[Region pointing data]

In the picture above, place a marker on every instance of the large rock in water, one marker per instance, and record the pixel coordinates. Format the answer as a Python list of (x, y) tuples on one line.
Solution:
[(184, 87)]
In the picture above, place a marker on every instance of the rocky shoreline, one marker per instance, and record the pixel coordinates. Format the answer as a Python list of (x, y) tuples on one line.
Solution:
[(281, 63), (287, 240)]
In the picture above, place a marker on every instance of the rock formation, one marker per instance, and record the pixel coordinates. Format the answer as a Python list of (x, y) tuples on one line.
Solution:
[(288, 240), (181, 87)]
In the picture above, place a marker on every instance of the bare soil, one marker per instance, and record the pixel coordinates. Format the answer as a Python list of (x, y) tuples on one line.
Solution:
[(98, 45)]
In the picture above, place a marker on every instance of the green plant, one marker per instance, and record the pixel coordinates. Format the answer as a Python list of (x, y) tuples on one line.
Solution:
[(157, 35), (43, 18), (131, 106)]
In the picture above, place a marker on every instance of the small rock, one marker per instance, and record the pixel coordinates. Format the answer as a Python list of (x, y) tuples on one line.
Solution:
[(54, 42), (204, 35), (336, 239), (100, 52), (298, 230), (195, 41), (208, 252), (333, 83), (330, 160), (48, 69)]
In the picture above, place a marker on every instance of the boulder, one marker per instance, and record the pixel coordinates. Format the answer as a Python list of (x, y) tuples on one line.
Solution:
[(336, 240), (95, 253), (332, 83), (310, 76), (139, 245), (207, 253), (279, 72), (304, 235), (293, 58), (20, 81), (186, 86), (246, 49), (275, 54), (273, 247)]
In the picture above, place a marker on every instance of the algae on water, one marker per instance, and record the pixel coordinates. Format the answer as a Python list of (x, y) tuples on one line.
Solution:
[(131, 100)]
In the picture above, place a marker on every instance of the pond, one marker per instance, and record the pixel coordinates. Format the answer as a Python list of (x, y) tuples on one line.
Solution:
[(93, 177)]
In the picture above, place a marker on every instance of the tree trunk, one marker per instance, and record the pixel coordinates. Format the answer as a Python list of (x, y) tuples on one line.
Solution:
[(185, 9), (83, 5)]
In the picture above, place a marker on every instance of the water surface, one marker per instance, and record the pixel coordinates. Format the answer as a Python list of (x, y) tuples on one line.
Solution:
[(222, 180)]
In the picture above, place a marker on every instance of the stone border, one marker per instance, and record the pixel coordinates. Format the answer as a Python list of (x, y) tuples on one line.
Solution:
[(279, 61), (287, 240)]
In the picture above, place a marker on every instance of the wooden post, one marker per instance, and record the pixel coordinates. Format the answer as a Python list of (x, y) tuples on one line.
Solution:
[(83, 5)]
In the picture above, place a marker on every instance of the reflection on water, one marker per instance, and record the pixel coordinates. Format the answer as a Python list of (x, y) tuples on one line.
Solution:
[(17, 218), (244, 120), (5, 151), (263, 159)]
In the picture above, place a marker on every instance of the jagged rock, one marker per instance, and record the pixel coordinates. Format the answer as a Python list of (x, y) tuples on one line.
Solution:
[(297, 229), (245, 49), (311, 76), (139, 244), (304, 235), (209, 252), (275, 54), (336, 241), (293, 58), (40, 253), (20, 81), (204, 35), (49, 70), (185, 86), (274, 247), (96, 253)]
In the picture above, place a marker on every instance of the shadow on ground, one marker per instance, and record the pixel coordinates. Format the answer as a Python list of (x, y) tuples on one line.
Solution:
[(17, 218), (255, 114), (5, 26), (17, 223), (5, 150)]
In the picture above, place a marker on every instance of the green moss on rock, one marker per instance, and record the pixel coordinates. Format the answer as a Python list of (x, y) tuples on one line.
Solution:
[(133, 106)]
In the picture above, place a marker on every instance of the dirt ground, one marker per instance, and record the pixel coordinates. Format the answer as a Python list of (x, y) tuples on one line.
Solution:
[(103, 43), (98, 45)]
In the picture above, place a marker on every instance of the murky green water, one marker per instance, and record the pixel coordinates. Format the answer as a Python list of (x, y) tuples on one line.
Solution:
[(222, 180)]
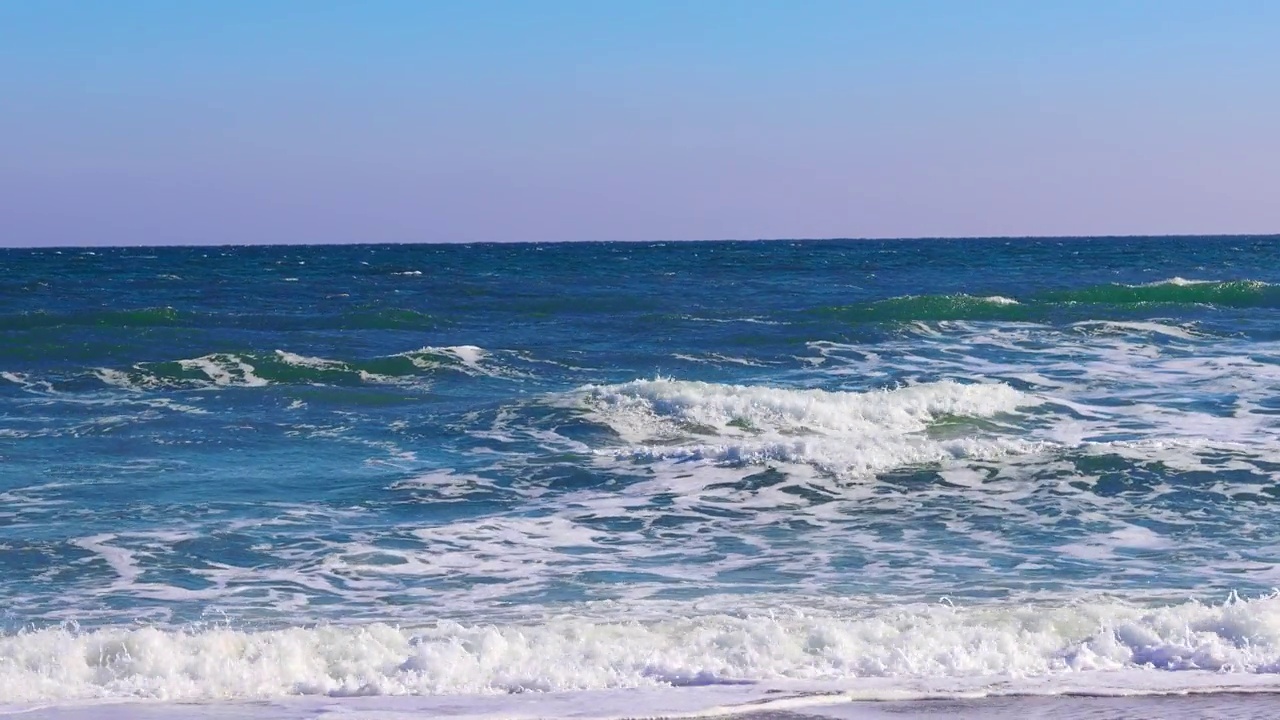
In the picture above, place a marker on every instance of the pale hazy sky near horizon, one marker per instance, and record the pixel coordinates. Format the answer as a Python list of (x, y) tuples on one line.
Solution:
[(159, 123)]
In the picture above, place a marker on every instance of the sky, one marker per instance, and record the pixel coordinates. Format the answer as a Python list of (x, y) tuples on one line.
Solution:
[(251, 122)]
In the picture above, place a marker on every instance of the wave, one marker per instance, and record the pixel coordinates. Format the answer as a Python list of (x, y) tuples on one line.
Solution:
[(378, 318), (848, 433), (924, 647), (248, 369), (1173, 291)]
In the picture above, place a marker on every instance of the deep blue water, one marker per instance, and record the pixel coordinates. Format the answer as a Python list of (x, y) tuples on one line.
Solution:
[(263, 438)]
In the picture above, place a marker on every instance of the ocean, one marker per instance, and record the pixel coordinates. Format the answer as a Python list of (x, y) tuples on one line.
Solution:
[(638, 479)]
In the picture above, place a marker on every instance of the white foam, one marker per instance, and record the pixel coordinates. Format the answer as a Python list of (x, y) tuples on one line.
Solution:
[(919, 647), (307, 361), (224, 369), (853, 433)]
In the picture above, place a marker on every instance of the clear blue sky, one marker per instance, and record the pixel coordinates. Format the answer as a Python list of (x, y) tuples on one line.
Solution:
[(192, 122)]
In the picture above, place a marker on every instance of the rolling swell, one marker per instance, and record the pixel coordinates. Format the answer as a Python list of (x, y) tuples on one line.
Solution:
[(960, 306), (359, 319), (256, 369)]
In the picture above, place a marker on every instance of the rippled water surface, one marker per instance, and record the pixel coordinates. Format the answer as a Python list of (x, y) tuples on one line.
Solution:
[(909, 466)]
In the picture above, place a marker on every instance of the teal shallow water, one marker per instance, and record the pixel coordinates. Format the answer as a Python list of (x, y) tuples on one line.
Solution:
[(648, 464)]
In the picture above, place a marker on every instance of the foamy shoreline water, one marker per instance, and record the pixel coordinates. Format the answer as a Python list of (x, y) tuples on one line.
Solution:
[(604, 481)]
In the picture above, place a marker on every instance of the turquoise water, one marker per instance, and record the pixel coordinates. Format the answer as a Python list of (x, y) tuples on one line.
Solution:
[(259, 472)]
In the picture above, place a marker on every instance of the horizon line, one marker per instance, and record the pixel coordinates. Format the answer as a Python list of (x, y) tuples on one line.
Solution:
[(689, 241)]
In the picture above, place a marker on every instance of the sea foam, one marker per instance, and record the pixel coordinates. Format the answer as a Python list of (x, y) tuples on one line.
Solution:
[(853, 433), (933, 646)]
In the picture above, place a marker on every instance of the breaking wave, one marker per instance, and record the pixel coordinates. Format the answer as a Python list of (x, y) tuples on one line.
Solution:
[(848, 433), (933, 645)]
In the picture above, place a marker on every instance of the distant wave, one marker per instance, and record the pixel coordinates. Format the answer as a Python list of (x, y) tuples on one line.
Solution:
[(379, 318), (248, 369), (846, 433), (1173, 291)]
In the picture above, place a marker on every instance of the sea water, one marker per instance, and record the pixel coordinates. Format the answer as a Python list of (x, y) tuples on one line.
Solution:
[(606, 479)]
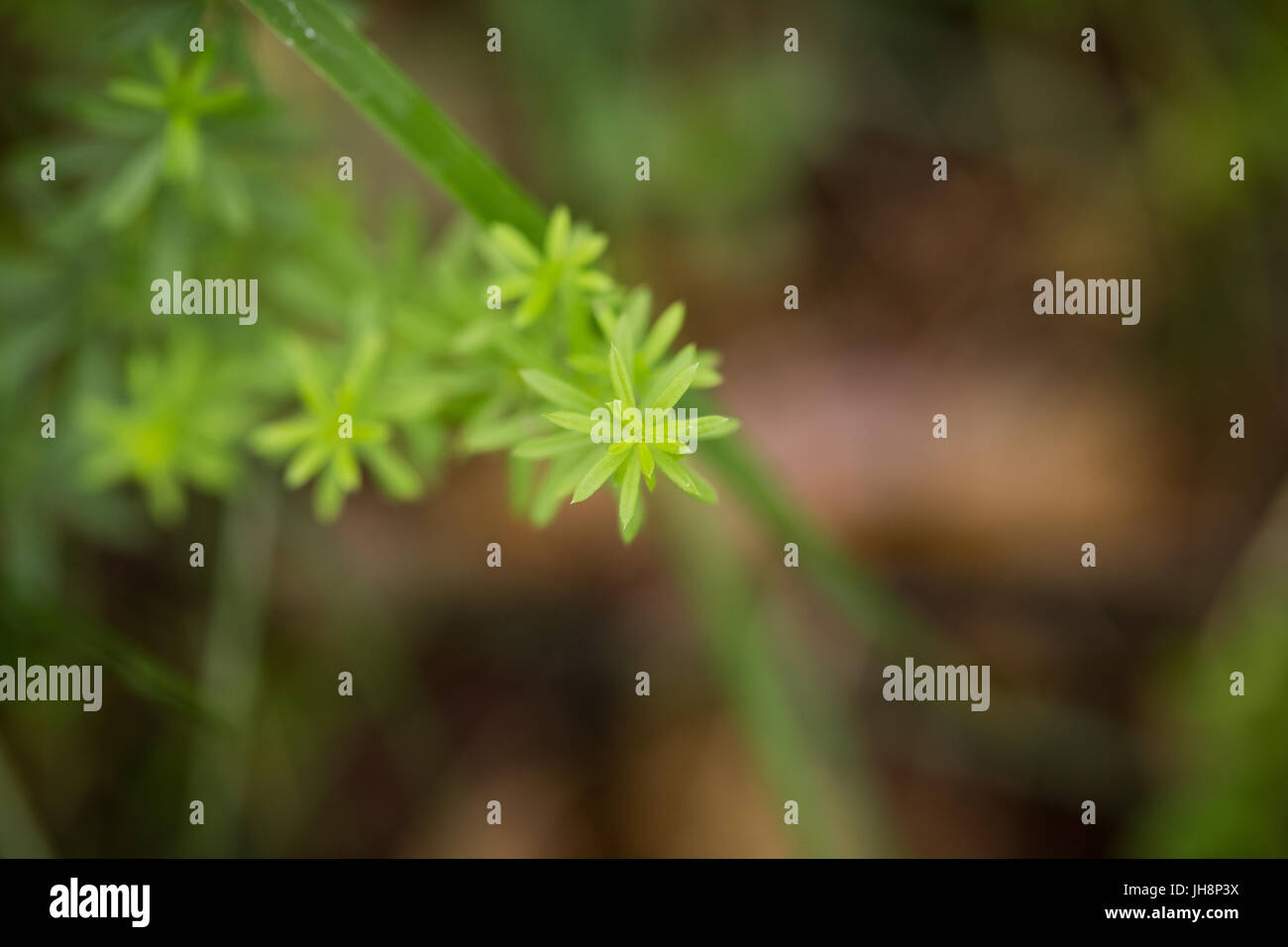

--- TASK ---
Copy every line of the data word for word, omitting the images.

--- EXPECTED ANSWER ---
In the picture above, place a marker on every instance of the large rock in water, one marker per instance, and record the pixel coordinates. Format the answer as a Python list of (x, y) tuples on one line.
Solution:
[(184, 87)]
In the picture above, place a marker on every instance of the rocky shoreline, one marker per instance, and record the pixel coordinates. Format the answer as a Python list of (x, y) tuples on one line.
Solution:
[(281, 63), (287, 240)]
In the picture above, place a marker on every instance of the rock formation, one marker per instance, and record the pixel coordinates. Format the answer as a Python list of (x, y) tuples on one line.
Solution:
[(288, 240), (181, 87)]
In the picture above, place a marker on every instance of the bare soil, one marker per instance, and record the pixel coordinates. Format the answer as a Python list of (x, y) tuples on one line.
Solution:
[(98, 45)]
In the picture above, place a marker on every instance of the green plant, one marker per instance, and record the pixel coordinates. Format the answer as a Python list of (x, y) tuples on one line.
Solution:
[(157, 35), (43, 18), (131, 106)]
In the picture above, place a marker on every instance of the small rock, one marker per instance, and record the pixel coordinates. Format the answer as a Python list of (x, y) tuples on one line.
Solution:
[(54, 42), (204, 35), (336, 239), (100, 52), (298, 230), (195, 41), (208, 252), (333, 83), (330, 160), (48, 69)]
In the picture above, place a marker on every instance of the boulder, one marker per instance, and record the pixel coordinates. Format the answer as a Python list of (x, y) tuples on one line.
Solution:
[(336, 240), (95, 253), (332, 83), (310, 76), (139, 245), (207, 253), (279, 72), (304, 235), (293, 58), (20, 81), (186, 86), (246, 49), (275, 54), (273, 247)]
In the picture above, place a marker on every instance of the algae on water, one marker per instance, and record the pixel coordinates. Format the answer as a Python list of (x, y) tuples on one line.
Solution:
[(131, 100)]
In the picture above, place a marker on every instance of the pond, one marker per instance, and record the pixel coordinates. Format the answer as a Python list of (x, y) tuples on one line.
Solution:
[(93, 177)]
In the picture above, place a marker on every instance of the tree trunk, one marker per instance, and record the pixel coordinates. Format the answer as a Python list of (x, y) tuples on one line.
Solution:
[(185, 9), (83, 5)]
In the picture above, place a marker on every instance of the water surface, one marker per instance, and record the pixel coordinates. Format the answer as a Python list of (x, y) tuples on one line.
Solution:
[(222, 180)]
In the picture above, place a marker on every instance of the stone border, one marker per instance, and record the pixel coordinates. Format the answer as a Python list of (x, y) tuples on one line.
Solution:
[(279, 61), (287, 240)]
In the picture above, place a marker on every instance of the wooden post, one marker per instance, and record the pixel coordinates. Format the answer as a Python list of (x, y) tuples on one line.
Solution:
[(83, 5)]
In the picture above, place a marker on every instance of the reflection on water, one marker per instance, and record the pixel coordinates. Format the answer as a Python list of (x, y) tuples on one line.
Solution:
[(17, 218), (244, 120), (5, 151), (263, 159)]
In the picture above, place a marker on every instance of the jagged rock, one marker per instance, and record the pixel coordinates. Format the answer as a Python list of (x, y) tuples on one line.
Solution:
[(297, 229), (245, 49), (311, 76), (139, 244), (304, 235), (209, 252), (275, 54), (336, 241), (293, 58), (40, 253), (20, 81), (204, 35), (49, 70), (185, 86), (274, 247), (96, 253)]
In the picture above, place a marker on every instance of the shadow on ground, one marker per instance, and record the pixel coordinates. Format the answer as a Python list of (x, y) tuples on one line.
Solution:
[(17, 218), (255, 114), (5, 26), (17, 223), (5, 150)]
In the picture above, place a marker on every instance of the green moss on rock, one marker per instance, and record the pixel coordinates. Format the answer as a Python list of (x, y) tuples on one line.
Solution:
[(133, 106)]
In the picture above, place a marker on every instance of the dirt ground, one marker per instance, and record the pixel coordinates. Format the answer as a Python list of (x, y) tuples on one line.
Solution:
[(103, 43), (98, 45)]
In the picture above, place a marker on every instance of the murky green water, one marker per instance, and record the pixel coordinates. Format the answer as a Python list of (x, y) tuples on one line.
Solution:
[(222, 180)]
In the picture above, place a marker on every instance of the pale hazy sky near horizon, one marker per instance, and record the pixel coordinates. Format the answer as a Python list of (x, y) tuples on one line.
Solution:
[(159, 123)]
In the picture above, place a marker on every instance of the sky, one marker per instance, and record the pixel coordinates. Format the answer as a Python list of (x, y) tuples on one line.
Solution:
[(251, 122)]
In the picture above, place a marker on every instance of the wave, one marker per instance, and record the pixel coordinates. Format the answer as a Python list of (x, y) tuples on one line.
Solution:
[(378, 318), (848, 433), (924, 647), (248, 369), (1173, 291)]
In the picture above, place a marker on every instance of the deep blue water, one marker per instance, and record the pixel coordinates. Format the answer as a Python list of (x, y) tuples on one line.
Solution:
[(263, 438)]
In the picture above, place a marker on every instance of the ocean, one marker per instance, and record the pixel coordinates. Format the answer as a Python list of (x, y) tuples on one line.
Solution:
[(638, 479)]
In the picture above, place a marker on every instance of the white foam, one marker per instance, and record the pixel coordinates. Format the answer as a Python list of (x, y) tuples on one line.
Solution:
[(919, 647), (307, 361), (224, 369), (853, 433)]
In the picture above, place a marker on every instance of the clear blue sky, one marker per instance, and record the pixel coordinates. Format the answer as a Python list of (x, y) tuples on one line.
Solution:
[(192, 122)]
In the picture above, place a marker on every instance of the rolling swell, one marker per instance, and record the pixel coordinates. Format the answer as a Python list of (x, y) tuples on one line.
Solution:
[(960, 306), (359, 319), (256, 369)]
In the picture above, place a marker on every instance of the rippled water surface, one marker per instance, and record the pixel coordinates. Format the answer as a Python list of (x, y) tuples on one line.
Solution:
[(909, 466)]
In the picture above, place a marker on every instance of the teal shallow water, one marker per instance, and record the pixel coordinates. Format the answer as a Python list of (x, y) tuples on one line.
Solution:
[(648, 464)]
In the picture above, place a marker on every instance of the foamy shoreline water, one marker per instance, and record the pixel coordinates. Format the answer as a Python list of (x, y) tuples on one line.
Solution:
[(604, 481)]
In the picture above, place a marker on every instance of the turquoise water, one marker per instance, and record the pixel coordinates. Format the answer as a Python list of (x, y) tuples on one line.
Solution:
[(259, 472)]
In the picture above, place a marker on every instance of the horizon line, one marker per instance, and record the pixel coordinates. Format the answer as a Python list of (x, y) tuples on one line.
Solution:
[(689, 241)]
In the picture above, place a marker on every instance of the sea foam, one marker per instance, and record the pixel coordinates. Format the answer as a Python list of (x, y) tuples on one line.
Solution:
[(853, 433), (933, 646)]
In the picture above, place a marker on every instance of the breaking wave, one marker per instance, and record the pixel coordinates. Format the answer as a Python list of (x, y) tuples on one line.
Solution:
[(848, 433), (933, 645)]
In the picture above, place a marker on every instance of the distant wave, one marker per instance, and record the pixel coordinates. Format the answer as a Python list of (x, y) tuples on one line.
Solution:
[(379, 318), (248, 369), (846, 433), (1173, 291)]
In the picture above, place a marker on every instance of the sea water, one marker per instance, and record the pixel coordinates. Format the answer as a Python list of (x, y) tuples on one line.
Solution:
[(606, 479)]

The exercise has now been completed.